WRITTEN PROBLEM A:
Reproduce, word for word, the part of the article on senators urging ICE to end its data gathering starting at "WASHINGTON — Senators" and ending at "using that information.".

QUOTED PASSAGE:
Senators: ICE Should Stop ‘Orwellian Data Gathering’

WASHINGTON — Senators are urging the U.S. Immigration and Customs Enforcement to shut down its “Orwellian data-gathering efforts,” according to a letter sent by Sens. Ed Markey, D-Mass., and Ron Wyden, D-Ore., Tuesday.
The senators reference multiple reports, including one published by Georgetown Law’s Center on Privacy and Technology, detailing how the law enforcement agency buys publicly available data from data brokers to combine it with other databases. The report stated ICE has access to 75% of drivers’ licenses and has scanned the photo of a third of adults using that information.
The information gathered is on residents with all types of immigration status ranging from natural-born Americans to undocumented migrants. The agency has used this information to track and deport these undocumented individuals, according to Georgetown Law Center’s report.
The agency “indiscriminately collect(s) far too much data on far too many individuals,” the Democratic senators wrote to Acting Director Tae D. Johnson.
They laid out reports of how a vast amount of information the agency uses is gathered without knowledge from those put into the database, and even some of the entities giving information to the agency.

RAW DATA:

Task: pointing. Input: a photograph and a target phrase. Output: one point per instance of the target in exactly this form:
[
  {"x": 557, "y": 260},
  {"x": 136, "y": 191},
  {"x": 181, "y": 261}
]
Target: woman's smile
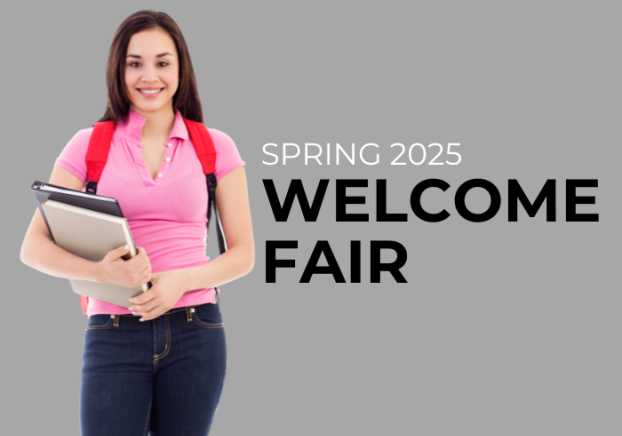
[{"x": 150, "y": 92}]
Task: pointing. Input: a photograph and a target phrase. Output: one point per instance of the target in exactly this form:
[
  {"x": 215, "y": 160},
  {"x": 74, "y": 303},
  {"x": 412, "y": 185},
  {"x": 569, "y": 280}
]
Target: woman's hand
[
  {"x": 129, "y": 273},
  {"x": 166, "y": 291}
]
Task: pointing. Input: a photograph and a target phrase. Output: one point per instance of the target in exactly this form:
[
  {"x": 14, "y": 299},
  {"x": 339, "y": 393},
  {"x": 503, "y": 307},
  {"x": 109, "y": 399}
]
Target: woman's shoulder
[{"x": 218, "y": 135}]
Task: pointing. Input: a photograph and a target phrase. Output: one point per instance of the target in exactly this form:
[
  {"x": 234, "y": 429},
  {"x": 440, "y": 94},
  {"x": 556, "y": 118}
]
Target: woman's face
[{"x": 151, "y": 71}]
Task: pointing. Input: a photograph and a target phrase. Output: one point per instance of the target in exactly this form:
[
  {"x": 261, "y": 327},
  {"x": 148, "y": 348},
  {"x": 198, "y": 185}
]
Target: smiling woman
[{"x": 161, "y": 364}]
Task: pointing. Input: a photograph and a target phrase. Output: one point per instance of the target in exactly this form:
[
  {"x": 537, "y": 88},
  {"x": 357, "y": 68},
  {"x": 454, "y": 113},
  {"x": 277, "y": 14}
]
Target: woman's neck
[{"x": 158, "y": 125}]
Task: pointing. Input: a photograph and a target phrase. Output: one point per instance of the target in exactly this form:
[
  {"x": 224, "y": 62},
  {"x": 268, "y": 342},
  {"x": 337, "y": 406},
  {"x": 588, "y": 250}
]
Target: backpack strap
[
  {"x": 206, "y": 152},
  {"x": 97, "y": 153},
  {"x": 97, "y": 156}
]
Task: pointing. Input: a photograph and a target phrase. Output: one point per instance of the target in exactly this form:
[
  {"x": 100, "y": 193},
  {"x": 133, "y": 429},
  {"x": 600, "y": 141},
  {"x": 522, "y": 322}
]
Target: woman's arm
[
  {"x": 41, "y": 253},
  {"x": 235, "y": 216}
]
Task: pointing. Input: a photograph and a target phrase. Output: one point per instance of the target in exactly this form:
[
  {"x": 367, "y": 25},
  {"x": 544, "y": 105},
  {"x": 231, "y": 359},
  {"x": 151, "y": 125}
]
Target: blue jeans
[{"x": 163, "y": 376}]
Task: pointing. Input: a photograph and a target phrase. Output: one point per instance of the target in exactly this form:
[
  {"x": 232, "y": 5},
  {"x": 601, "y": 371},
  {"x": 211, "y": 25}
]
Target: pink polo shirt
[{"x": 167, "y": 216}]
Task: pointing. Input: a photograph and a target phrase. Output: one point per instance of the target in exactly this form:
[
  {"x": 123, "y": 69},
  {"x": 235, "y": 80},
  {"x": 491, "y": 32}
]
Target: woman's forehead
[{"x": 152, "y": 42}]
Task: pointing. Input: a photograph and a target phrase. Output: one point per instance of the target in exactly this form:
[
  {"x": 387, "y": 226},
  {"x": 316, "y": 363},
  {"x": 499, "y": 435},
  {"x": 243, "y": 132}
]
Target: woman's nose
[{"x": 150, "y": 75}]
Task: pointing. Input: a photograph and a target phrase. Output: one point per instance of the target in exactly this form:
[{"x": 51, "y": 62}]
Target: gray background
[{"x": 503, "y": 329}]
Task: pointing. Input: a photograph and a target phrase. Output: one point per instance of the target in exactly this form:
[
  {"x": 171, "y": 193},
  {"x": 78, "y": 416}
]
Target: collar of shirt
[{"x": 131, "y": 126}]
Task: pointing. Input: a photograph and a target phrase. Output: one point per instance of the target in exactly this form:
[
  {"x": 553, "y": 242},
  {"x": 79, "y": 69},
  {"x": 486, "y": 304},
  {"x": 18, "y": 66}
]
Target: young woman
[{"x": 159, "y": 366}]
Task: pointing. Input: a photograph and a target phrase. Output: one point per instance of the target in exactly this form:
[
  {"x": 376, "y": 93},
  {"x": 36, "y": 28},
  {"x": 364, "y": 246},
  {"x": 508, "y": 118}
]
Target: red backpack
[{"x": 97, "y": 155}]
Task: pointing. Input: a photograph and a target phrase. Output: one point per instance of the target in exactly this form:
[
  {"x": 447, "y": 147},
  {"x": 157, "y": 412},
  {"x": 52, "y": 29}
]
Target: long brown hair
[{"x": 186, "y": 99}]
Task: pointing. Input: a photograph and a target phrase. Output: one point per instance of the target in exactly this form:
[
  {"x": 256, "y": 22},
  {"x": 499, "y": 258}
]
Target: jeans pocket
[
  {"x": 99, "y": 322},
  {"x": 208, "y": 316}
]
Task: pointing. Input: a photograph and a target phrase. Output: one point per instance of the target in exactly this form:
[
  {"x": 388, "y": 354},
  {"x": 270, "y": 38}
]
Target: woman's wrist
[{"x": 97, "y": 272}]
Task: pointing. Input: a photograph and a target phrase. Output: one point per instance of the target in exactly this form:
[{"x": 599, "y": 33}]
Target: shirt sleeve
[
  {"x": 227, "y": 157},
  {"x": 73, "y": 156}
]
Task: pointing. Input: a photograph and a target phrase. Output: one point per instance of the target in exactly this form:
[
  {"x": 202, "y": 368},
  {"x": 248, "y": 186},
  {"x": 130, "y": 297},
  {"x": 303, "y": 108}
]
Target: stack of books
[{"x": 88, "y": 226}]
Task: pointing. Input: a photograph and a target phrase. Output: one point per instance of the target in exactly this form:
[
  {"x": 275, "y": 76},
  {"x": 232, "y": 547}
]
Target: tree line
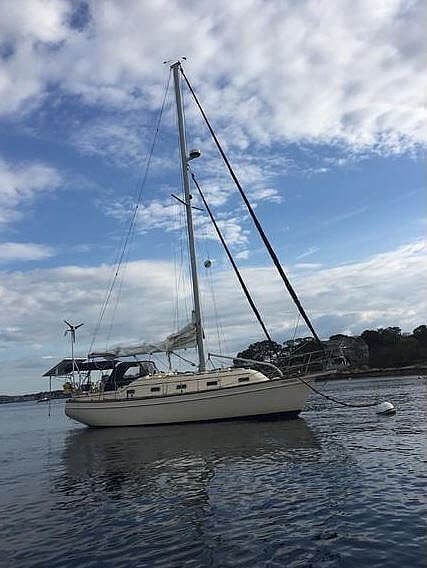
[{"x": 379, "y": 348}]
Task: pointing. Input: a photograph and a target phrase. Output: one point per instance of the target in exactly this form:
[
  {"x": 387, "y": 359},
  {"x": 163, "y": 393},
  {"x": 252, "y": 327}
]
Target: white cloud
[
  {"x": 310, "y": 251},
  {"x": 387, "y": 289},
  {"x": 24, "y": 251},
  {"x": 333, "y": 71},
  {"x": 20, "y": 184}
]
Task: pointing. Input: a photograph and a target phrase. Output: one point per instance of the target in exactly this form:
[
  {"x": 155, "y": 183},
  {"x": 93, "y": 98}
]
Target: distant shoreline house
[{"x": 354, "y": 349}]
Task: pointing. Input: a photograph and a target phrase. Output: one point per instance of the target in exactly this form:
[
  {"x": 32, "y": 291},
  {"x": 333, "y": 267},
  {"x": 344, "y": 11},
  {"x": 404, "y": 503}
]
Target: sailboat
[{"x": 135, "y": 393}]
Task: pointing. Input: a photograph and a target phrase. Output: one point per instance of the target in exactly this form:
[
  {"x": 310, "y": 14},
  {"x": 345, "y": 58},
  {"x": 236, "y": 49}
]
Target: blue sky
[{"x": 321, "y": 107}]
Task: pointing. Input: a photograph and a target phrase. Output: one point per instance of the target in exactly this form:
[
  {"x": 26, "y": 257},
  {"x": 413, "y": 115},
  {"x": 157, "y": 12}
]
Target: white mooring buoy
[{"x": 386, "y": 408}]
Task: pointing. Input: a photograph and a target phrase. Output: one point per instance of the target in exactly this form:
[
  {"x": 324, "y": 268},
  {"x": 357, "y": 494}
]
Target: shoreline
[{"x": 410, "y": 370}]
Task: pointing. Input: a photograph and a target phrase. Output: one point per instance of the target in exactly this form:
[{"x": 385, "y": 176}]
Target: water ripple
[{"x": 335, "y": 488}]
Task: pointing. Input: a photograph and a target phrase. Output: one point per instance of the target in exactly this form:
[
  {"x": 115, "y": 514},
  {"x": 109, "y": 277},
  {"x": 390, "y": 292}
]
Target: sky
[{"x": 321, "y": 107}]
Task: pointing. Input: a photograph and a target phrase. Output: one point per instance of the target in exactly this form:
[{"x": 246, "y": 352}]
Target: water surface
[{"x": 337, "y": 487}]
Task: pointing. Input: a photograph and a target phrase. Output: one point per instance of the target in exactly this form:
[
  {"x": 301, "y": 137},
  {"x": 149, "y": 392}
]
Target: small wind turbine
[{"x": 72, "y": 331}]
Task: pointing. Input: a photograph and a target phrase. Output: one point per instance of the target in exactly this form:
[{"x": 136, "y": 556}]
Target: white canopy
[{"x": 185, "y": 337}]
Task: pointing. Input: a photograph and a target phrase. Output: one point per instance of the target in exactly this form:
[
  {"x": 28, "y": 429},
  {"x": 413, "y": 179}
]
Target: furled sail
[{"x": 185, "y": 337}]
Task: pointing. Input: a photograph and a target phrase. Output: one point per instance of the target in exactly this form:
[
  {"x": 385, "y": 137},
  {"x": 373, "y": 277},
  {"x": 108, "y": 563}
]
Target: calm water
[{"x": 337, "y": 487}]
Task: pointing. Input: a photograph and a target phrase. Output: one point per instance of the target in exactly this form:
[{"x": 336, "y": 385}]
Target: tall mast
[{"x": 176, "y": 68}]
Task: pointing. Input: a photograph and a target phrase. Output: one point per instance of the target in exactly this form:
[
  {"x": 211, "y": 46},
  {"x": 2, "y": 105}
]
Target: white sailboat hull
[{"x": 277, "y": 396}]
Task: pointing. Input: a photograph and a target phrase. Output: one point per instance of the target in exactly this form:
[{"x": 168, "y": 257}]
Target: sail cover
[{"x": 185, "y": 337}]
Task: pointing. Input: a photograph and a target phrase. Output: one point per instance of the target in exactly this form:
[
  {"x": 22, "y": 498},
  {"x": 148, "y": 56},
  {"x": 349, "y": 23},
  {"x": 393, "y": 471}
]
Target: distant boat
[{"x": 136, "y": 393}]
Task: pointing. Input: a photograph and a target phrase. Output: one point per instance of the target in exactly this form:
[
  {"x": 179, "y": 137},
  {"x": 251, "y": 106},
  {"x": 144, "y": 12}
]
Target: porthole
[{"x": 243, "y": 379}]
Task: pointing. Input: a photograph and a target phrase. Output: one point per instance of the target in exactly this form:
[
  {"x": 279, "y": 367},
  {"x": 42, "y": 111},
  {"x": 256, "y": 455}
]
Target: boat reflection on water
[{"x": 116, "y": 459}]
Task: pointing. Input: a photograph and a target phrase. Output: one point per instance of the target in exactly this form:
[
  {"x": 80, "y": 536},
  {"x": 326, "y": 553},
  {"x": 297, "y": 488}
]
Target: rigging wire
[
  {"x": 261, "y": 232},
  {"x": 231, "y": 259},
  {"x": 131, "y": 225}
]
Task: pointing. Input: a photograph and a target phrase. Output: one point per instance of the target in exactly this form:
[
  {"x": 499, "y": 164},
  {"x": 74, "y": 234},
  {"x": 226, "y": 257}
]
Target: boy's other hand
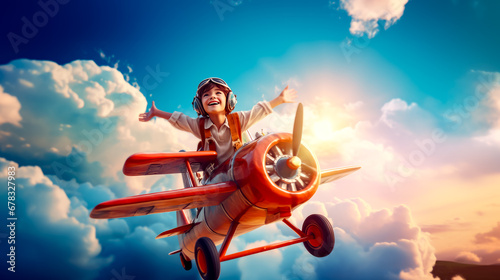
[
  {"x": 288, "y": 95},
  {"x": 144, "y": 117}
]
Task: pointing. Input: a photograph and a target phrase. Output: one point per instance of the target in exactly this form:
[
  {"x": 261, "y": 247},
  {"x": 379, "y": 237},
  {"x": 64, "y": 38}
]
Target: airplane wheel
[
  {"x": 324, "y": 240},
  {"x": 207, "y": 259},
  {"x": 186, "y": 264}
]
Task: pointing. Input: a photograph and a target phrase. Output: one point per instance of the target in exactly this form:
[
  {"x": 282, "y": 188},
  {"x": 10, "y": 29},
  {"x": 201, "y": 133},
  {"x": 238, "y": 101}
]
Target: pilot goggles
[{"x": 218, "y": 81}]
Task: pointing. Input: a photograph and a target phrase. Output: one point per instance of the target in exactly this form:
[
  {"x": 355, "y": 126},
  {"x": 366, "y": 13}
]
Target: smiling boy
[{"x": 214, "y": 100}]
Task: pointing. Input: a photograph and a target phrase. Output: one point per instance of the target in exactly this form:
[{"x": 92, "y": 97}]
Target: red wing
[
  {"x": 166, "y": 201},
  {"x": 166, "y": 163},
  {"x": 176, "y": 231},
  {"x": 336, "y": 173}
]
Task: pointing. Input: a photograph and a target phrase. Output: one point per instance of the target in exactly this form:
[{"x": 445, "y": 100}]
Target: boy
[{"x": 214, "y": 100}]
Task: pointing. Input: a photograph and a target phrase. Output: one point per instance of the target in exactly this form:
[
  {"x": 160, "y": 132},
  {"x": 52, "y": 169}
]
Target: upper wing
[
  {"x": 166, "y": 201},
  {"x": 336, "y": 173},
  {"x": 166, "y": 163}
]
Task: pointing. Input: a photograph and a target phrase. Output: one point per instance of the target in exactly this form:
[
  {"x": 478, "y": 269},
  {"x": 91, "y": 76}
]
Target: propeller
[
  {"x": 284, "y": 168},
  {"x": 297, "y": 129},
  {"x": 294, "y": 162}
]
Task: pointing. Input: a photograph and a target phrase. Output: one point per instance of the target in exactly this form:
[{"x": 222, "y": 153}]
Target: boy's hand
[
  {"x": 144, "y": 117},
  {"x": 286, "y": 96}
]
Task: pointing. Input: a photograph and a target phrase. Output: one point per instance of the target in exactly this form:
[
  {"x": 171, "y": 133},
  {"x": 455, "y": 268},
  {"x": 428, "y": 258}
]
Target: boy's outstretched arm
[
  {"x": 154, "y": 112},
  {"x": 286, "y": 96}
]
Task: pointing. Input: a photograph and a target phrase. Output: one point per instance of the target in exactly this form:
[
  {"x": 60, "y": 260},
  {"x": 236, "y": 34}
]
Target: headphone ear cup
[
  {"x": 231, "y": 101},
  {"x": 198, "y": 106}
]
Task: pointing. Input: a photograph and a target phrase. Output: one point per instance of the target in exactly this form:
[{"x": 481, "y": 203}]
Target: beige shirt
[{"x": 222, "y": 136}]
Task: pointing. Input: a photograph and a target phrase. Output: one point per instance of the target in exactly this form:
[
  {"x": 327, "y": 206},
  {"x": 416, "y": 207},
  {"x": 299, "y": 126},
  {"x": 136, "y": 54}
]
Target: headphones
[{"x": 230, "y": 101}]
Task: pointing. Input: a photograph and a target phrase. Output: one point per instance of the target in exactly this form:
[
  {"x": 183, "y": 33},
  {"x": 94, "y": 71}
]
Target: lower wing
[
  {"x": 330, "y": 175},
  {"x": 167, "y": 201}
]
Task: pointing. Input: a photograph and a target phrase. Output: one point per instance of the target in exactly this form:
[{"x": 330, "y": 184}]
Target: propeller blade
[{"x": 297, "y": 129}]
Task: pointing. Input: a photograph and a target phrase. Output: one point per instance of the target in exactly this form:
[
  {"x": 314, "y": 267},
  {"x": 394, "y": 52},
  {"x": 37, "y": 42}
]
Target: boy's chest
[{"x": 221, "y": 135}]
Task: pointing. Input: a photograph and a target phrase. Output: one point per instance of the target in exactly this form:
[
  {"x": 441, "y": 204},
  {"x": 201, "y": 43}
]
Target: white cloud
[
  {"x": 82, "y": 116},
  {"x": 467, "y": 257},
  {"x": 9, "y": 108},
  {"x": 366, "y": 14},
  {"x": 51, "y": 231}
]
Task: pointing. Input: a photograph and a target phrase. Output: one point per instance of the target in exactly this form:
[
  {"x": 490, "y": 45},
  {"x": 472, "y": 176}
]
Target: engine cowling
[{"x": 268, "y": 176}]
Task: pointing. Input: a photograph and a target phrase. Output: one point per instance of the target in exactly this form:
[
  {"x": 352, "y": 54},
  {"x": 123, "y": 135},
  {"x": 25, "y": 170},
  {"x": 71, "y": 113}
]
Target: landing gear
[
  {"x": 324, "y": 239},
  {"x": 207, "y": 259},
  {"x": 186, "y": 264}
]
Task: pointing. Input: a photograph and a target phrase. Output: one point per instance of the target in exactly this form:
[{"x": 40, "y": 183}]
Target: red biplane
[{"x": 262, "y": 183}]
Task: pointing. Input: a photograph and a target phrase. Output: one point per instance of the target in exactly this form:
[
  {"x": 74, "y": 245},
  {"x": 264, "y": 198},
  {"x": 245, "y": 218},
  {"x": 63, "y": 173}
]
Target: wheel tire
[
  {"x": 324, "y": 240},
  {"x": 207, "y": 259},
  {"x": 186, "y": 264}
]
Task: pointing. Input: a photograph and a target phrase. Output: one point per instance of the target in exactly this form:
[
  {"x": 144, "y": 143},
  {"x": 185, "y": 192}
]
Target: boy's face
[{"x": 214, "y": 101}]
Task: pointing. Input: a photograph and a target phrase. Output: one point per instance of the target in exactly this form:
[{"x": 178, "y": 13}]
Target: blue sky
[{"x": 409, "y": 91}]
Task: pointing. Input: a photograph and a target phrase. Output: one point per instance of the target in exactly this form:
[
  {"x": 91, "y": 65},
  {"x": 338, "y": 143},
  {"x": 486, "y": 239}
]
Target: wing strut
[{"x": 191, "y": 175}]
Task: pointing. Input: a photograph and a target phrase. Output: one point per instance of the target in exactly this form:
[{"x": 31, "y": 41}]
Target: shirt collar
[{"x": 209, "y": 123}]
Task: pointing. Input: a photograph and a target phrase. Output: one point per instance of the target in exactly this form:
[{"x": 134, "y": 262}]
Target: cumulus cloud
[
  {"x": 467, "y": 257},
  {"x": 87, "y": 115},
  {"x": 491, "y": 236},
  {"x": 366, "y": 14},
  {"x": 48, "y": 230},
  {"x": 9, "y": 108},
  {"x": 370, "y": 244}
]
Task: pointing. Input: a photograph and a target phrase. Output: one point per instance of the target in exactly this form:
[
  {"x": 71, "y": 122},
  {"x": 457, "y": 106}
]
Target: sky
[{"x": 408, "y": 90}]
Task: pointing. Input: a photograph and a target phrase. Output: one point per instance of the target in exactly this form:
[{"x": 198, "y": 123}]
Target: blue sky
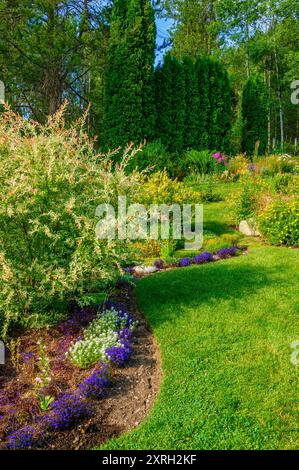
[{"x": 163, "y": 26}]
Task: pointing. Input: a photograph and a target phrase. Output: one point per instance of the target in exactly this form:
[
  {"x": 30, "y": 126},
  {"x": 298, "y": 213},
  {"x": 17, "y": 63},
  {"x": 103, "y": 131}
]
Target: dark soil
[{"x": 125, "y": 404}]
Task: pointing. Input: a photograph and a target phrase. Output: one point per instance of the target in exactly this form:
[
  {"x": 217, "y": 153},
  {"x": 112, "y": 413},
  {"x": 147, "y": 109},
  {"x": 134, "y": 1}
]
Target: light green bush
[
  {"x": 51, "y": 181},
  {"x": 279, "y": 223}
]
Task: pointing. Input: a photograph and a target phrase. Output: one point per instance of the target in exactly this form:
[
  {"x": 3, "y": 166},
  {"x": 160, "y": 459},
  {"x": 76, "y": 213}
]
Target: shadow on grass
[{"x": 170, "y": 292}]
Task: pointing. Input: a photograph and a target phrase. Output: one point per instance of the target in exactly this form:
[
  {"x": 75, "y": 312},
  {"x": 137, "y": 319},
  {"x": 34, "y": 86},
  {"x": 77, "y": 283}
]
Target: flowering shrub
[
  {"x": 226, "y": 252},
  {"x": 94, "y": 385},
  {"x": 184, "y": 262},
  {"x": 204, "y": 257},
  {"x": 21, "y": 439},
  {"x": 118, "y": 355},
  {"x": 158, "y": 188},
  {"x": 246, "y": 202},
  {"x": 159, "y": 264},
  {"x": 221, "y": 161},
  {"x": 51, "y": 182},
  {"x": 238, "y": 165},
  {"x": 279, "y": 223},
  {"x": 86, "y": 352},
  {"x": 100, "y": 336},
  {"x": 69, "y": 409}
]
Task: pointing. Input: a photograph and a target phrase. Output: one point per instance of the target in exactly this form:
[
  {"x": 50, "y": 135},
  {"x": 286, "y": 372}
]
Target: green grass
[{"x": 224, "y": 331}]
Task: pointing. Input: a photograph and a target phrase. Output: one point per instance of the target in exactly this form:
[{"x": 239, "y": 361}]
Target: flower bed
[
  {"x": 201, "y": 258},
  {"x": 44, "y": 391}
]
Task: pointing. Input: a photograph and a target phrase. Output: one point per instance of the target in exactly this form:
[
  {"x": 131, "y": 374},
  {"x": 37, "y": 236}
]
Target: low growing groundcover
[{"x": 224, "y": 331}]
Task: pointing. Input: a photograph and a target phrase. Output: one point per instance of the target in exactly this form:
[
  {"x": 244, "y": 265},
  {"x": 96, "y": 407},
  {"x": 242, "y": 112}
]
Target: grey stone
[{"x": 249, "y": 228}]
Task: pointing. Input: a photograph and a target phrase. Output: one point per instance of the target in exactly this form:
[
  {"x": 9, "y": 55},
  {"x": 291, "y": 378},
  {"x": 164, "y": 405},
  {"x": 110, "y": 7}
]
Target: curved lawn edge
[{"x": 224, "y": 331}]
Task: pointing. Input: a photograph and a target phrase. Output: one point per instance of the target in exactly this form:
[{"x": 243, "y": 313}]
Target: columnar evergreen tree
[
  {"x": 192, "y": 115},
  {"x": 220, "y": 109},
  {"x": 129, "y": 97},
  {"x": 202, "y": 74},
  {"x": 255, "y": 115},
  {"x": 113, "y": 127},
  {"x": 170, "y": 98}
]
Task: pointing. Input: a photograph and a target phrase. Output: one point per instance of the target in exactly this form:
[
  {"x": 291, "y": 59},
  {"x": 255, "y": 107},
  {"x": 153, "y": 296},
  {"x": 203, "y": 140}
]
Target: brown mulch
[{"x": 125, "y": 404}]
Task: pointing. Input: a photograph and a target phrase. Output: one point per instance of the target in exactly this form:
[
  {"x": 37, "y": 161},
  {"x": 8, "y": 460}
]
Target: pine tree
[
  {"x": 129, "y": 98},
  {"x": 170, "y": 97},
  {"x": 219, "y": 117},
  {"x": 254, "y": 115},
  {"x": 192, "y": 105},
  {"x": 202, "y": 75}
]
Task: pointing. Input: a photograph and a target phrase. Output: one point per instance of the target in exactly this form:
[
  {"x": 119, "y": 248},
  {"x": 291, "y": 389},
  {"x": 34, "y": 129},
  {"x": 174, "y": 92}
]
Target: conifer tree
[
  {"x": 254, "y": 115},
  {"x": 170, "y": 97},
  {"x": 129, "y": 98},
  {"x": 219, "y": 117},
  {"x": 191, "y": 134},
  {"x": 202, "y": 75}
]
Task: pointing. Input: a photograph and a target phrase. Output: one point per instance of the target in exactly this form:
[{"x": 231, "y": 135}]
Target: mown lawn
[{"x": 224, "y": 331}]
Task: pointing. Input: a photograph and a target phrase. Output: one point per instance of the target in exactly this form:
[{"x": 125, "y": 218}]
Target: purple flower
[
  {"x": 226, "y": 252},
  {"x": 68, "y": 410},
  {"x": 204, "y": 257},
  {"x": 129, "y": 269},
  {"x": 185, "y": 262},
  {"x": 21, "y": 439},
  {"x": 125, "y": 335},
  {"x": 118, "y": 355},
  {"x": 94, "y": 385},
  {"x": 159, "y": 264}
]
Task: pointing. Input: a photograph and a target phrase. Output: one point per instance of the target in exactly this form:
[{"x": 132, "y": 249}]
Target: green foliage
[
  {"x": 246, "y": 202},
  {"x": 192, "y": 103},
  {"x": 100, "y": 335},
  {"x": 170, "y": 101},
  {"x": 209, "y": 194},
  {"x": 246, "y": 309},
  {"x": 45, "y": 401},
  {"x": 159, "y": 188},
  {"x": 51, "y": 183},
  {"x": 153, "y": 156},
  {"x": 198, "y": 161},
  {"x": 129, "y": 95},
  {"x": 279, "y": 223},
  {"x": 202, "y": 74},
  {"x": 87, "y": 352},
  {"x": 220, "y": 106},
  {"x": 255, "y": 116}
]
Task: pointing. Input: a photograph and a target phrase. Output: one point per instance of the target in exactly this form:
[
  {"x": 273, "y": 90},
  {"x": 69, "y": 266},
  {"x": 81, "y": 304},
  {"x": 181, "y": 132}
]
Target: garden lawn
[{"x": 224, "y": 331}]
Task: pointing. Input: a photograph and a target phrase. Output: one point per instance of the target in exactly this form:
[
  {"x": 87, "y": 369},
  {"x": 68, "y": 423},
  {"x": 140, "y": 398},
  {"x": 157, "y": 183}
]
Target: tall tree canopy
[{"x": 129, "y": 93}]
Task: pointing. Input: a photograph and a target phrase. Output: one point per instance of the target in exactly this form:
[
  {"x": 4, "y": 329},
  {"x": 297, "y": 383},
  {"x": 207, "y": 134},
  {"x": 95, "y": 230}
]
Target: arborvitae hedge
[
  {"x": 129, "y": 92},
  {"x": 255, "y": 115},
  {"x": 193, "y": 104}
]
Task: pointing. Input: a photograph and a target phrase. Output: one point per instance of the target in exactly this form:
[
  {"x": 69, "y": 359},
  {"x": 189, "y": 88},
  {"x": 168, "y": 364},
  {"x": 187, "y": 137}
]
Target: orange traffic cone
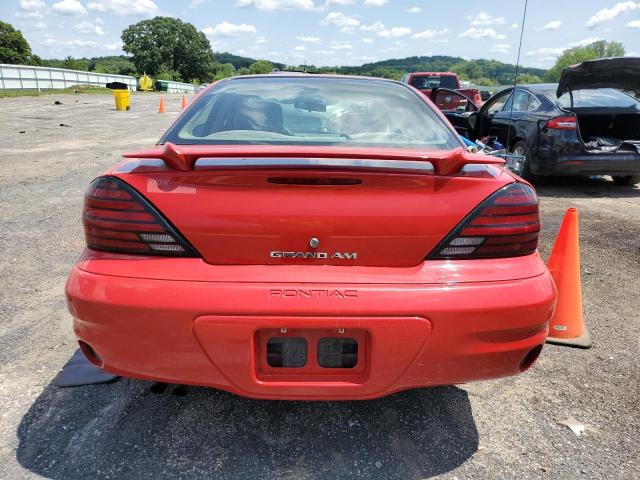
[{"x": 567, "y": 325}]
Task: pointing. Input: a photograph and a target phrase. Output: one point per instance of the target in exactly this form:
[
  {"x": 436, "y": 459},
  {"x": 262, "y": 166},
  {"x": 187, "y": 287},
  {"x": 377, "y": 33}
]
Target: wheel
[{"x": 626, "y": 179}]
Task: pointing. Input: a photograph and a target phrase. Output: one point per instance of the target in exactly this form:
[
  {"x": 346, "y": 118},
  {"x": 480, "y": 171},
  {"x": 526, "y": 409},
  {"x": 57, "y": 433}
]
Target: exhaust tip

WRITTEN PROBLEM B:
List every line in the rows that contains the word "shirt".

CORRECT OUTPUT A:
WASHINGTON — Senators are urging the U.S. Immigration and Customs Enforcement to shut down its “Orwellian data-gathering efforts,” according to a letter sent by Sens. Ed Markey, D-Mass., and Ron Wyden, D-Ore., Tuesday.
The senators reference multiple reports, including one published by Georgetown Law’s Center on Privacy and Technology, detailing how the law enforcement agency buys publicly available data from data brokers to combine it with other databases. The report stated ICE has access to 75% of drivers’ licenses and has scanned the photo of a third of adults using that information.

CORRECT OUTPUT B:
Target: pink polo shirt
Target: collar of shirt
Target: shirt sleeve
Target: beige shirt
Target: shirt collar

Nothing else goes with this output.